Natural-language object grounding data:
◆ ◆ ◆ ◆ ◆

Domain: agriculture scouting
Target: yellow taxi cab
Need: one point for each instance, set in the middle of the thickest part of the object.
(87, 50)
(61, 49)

◆ ◆ ◆ ◆ ◆

§ Work item
Print the records above exactly as written.

§ Your solution
Domain: agriculture scouting
Target: yellow taxi cab
Need: one point for each instance, set in the middle of the thickest part of the object.
(87, 50)
(61, 49)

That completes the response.